(Instructions for the task): In full and without alteration, return the records below.

(Data records):
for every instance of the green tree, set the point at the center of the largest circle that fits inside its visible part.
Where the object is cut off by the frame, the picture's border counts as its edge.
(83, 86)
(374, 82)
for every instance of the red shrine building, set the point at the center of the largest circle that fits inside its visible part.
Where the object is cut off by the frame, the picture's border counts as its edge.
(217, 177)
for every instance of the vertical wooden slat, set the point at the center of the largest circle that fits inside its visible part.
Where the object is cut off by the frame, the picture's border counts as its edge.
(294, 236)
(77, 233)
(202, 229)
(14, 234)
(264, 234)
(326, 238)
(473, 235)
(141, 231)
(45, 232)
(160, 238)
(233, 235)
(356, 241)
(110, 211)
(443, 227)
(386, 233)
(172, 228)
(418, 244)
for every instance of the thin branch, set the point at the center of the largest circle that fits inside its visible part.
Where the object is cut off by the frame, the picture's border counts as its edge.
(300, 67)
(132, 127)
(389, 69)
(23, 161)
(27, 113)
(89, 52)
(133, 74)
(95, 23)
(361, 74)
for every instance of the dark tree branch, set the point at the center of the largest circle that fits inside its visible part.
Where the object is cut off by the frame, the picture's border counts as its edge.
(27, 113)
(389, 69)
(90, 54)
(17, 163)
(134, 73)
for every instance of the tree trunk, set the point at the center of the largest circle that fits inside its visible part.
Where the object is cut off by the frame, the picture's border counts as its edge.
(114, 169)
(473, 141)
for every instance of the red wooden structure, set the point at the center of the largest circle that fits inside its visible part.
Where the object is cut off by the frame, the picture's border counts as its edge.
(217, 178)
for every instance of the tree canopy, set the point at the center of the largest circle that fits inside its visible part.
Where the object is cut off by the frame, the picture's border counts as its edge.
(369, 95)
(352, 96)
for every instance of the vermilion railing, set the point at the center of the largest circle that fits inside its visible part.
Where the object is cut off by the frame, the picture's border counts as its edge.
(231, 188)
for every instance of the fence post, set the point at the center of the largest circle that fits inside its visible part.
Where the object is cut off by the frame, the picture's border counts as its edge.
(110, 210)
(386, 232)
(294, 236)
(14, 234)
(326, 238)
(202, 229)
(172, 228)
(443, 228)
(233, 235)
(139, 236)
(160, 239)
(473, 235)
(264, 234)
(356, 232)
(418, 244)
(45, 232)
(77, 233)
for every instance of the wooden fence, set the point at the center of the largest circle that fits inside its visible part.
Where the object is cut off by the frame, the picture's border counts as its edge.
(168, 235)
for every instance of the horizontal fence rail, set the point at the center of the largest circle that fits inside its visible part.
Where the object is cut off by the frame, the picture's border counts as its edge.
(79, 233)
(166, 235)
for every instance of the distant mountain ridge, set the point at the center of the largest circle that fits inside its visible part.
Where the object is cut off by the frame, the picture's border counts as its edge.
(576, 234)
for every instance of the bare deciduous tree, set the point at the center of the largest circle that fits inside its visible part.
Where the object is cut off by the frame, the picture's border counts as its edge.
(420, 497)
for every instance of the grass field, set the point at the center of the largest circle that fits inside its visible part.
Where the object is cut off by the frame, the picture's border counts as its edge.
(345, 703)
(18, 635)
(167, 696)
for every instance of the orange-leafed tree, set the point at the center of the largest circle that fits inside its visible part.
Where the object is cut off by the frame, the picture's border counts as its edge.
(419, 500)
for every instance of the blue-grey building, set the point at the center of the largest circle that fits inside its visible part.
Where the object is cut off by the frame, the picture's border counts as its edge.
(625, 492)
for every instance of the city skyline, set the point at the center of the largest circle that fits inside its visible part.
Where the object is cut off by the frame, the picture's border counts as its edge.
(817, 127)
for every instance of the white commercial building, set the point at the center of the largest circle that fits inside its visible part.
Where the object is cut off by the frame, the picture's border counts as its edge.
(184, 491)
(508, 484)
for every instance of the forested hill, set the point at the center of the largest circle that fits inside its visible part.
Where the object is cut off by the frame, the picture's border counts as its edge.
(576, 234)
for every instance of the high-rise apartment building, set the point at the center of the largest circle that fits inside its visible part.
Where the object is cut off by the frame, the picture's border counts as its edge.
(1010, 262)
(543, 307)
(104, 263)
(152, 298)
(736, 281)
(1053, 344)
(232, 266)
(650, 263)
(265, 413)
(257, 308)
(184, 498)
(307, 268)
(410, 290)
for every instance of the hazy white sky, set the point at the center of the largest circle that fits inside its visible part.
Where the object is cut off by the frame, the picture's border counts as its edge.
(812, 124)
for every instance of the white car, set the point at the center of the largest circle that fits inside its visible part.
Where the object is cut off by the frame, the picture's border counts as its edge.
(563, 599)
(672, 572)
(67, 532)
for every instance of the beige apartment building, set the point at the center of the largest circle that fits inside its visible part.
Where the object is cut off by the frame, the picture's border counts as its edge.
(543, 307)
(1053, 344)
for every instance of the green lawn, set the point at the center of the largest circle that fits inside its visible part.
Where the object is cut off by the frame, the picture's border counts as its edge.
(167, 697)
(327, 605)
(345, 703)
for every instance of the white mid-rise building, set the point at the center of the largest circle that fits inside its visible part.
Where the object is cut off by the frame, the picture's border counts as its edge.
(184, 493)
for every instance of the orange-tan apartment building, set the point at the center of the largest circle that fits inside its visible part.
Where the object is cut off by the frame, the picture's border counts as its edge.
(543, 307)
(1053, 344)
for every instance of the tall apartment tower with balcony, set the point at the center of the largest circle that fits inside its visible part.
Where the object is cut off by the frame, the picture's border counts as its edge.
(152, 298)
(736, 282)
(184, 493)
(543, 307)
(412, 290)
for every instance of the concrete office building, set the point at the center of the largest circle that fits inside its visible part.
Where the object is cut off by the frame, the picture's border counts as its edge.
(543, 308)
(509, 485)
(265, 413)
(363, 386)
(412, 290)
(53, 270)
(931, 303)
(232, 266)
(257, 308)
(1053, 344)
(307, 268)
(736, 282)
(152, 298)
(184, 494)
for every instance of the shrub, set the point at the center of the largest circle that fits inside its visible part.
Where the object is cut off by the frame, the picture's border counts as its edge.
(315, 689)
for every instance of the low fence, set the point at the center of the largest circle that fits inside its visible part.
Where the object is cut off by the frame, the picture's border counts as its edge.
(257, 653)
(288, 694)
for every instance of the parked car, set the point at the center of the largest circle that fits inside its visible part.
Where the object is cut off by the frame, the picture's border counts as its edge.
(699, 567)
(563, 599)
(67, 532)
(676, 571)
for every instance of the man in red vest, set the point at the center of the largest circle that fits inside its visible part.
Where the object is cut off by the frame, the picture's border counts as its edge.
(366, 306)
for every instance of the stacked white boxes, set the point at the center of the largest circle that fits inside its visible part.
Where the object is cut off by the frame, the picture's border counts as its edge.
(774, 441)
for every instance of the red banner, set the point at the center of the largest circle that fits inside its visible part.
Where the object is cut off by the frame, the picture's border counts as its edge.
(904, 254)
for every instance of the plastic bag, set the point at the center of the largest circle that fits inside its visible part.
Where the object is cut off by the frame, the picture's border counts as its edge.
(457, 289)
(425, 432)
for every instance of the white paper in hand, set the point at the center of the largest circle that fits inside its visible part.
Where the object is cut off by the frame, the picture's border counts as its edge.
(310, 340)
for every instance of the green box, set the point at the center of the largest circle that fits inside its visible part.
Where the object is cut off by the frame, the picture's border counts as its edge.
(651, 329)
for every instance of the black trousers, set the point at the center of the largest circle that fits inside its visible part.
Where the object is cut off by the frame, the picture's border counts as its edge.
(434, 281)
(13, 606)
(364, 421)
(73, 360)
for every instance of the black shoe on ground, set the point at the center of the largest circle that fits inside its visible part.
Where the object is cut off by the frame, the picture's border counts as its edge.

(Result below):
for every instance of the green tree, set the point at the center of the largest circle that fits inside its visible part.
Where the object is cut off by the frame, the picture's border counts as its edge.
(83, 86)
(374, 82)
for every instance of the red shrine building, set the point at the center of the largest circle that fits inside its visible part.
Where the object is cut off by the frame, the picture's border counts as its edge.
(217, 177)
for every instance of the vertical wooden slat, set the point at the center of the largest circle that fits inside its visible part.
Where the object is cut off by the frame, the picture's border counts as its edge.
(294, 236)
(77, 233)
(202, 229)
(14, 234)
(264, 234)
(326, 238)
(473, 235)
(141, 231)
(45, 232)
(160, 238)
(233, 235)
(356, 241)
(110, 211)
(443, 227)
(386, 233)
(172, 228)
(418, 244)
for every instance of the thin branch, set the point at the center of the largest circle that fits inside its visible part.
Where the object is cut off by the frame, the picture's border counts as its edge.
(300, 67)
(132, 127)
(389, 69)
(23, 161)
(27, 113)
(89, 52)
(133, 74)
(95, 23)
(361, 74)
for every instance of the dark tree branch, set the point at the center of the largest circle that fits inside its visible part.
Where the object is cut off by the frame, the picture's border counts as its edge.
(27, 113)
(389, 69)
(90, 54)
(17, 163)
(134, 73)
for every instance of the tree trunk, set the point at the center of the largest circle that fits inside its visible part.
Where the object is cut off by the frame, the picture's border counts as its edge.
(114, 169)
(473, 141)
for every instance of the red wooden structure, set the point at the center of the largest circle that fits inside its visible part.
Where the object is cut off by the frame, the picture's border counts as its edge.
(217, 178)
for every instance of the tree canopy, set the point at the center of the largest circle that fits inside its visible part.
Where the object is cut off by the frame, the picture's border counts as its edge.
(369, 95)
(352, 96)
for every instance of the vermilion railing, set the point at the center of the largest circle that fits inside its visible part.
Where the object is cut off by the frame, the picture's border counts as its edge.
(231, 188)
for every instance of the fence post, set the point at the center of the largest circle that fits inside its visible part.
Where the object is cut off by the frame, the picture's border counts as its edge.
(110, 210)
(386, 232)
(294, 236)
(14, 234)
(326, 238)
(202, 229)
(172, 228)
(443, 228)
(233, 235)
(139, 236)
(160, 239)
(473, 235)
(264, 234)
(356, 232)
(418, 244)
(45, 232)
(77, 233)
for every instance of the wooden fence, set the point at the center of the largest circle that fits inside its visible part.
Where the object is cut off by the frame, the picture's border counts as its edge.
(168, 235)
for every instance of the horizontal fence rail, set the point at the center of the largest circle that fits inside its visible part.
Where the object is cut off by the frame, the picture's border counts as its edge.
(79, 233)
(166, 235)
for every instance of the distant mountain ridge, set the point at the center of the largest circle that fits inside its visible part.
Where the object is cut off by the frame, the picture's border counts as its edge.
(576, 234)
for every instance of the bare deciduous tree, set the point at the center of the largest circle that fits inside its visible part.
Where the object is cut off by the frame, the picture's border counts as its edge.
(420, 497)
for every instance of the grass field, set the point at the center of the largest circle that fits inside its visible part.
Where the object is cut off by the frame, the picture's border counts as its edge.
(345, 703)
(18, 635)
(167, 696)
for every instance of the orange-leafed tree, set the point at the center of the largest circle that fits inside its visible part.
Where the object is cut off by the frame, the picture's border counts as its edge.
(419, 500)
for every instance of the blue-grey building, set the point at the center of the largest circle that fits inside its visible part.
Where the object is cut off by the frame, the picture's border counts as its edge.
(625, 492)
for every instance of the city skyline, set the point at the center of the largest circle that fits inside its visible part.
Where the object is cut off by the frame, the picture's border counts as its edge.
(817, 127)
for every instance of the white commercial building, set the point at the center of the largest circle that fits inside its visible part.
Where the object is cut off by the frame, the picture's border counts as its edge.
(184, 491)
(508, 484)
for every instance of the forested hill, set the point at the center of the largest circle that fits inside its visible part.
Where the object is cut off by the frame, the picture's border counts as its edge.
(576, 234)
for every instance of the high-rise apartment building, set the point at the center of the largest circle that fits inside its visible part.
Where the object is cut off by the frame, the picture's border counts as its edge.
(1010, 262)
(543, 307)
(104, 263)
(152, 298)
(736, 281)
(1053, 344)
(232, 266)
(650, 263)
(265, 413)
(257, 308)
(184, 498)
(307, 268)
(410, 290)
for every instance of the hazy white sky, set the point at the center of the largest circle that fits inside its visible part.
Where the object is cut off by the frame, the picture's border counts as its edge.
(812, 124)
for every instance of the white car, set the point at the center of the largest circle that fits inside its visible part.
Where the object is cut off by the frame, the picture's border counts as its edge.
(563, 599)
(672, 572)
(67, 532)
for every instance of the beige apartment building, set the point at the center of the largest circle that fits inside its visible part.
Where the object is cut off by the frame, the picture's border counts as its edge.
(543, 307)
(1053, 344)
for every instance of the green lawn, set the point at the center of the largest circle that fits inside its visible part.
Where the object is cut off by the frame, the picture's border counts as its edge.
(167, 697)
(327, 605)
(345, 703)
for every instance of the white mid-rise building, set the point at the center of the largest circle that fits inside its visible part.
Where the object is cut off by the frame, the picture's border counts as its edge.
(184, 493)
for every instance of the orange-tan apartment building, set the point at the center of the largest circle that fits inside its visible part.
Where the object is cut off by the frame, the picture's border counts as its edge.
(543, 307)
(1053, 344)
for every instance of the tall apartment tower with balcony, set the point at the center of the largest circle that fits inside its visible part.
Where the object is cut off by the frame, the picture's border counts as its edge.
(152, 298)
(736, 282)
(184, 493)
(543, 307)
(412, 290)
for every instance of the concrete office building, set the point at the center of the largest circle that fits inside its visible part.
Where the object is cut off by the frame, the picture's border counts as its edge.
(543, 308)
(509, 485)
(265, 413)
(363, 386)
(412, 290)
(53, 270)
(931, 303)
(232, 266)
(257, 308)
(1053, 344)
(307, 268)
(736, 282)
(152, 298)
(184, 494)
for every instance of the shrub, set the point at the center of the largest circle that fits inside its visible part.
Where the object is cut off by the frame, the picture's border counts as its edge.
(315, 689)
for every instance of the low fence, set the point at the center of the largest circle that fits inside its visible part.
Where the object is cut off by the frame, the picture's border counts as its edge.
(257, 653)
(288, 694)
for every instance of the parked car, set the point at the center of the largest circle that fits inside its visible part.
Where the object is cut off by the frame, the picture's border counts as its edge.
(699, 567)
(563, 599)
(67, 532)
(676, 571)
for every instance of the man in red vest, set the point at the center of the largest circle that fits inside its visible part.
Where the object is cut off by the frame, the picture's border counts as its edge.
(366, 306)
for every instance of the stacked white boxes, set the point at the center of the largest circle that fits inside its visible part.
Where the object is cut off by the frame, the picture's border counts as its edge.
(774, 441)
for every instance of the red banner, set the point at the center of the largest circle that fits inside its visible part.
Where the object is cut off by the frame, the picture's border counts as its edge.
(904, 254)
for every instance of the plastic bag, set the point at the center of the largest circle that fits inside its visible part.
Where the object is cut off by the frame, the picture's border counts as its edge.
(457, 289)
(425, 432)
for every instance of the white paper in hand, set the point at the center of the largest circle that fits inside its visible part.
Where the object is cut off by the frame, the picture's border counts as its edge.
(310, 340)
for every instance of the green box, set the point at the center of the largest circle that fits inside its visible part.
Where the object is cut off by the frame, the picture's border counts as its edge.
(651, 329)
for every instance of the black trousers, set the point at the center of the largest circle that fits inside its visible part.
Where the object is cut off by the frame, the picture's border counts as its edge.
(434, 281)
(13, 606)
(364, 421)
(73, 360)
for every instance of the black shoe on ground, set the point at the center of the largest circle that fits inside its visible part.
Where the object is cut off by the frame, the picture's border counts as its edge.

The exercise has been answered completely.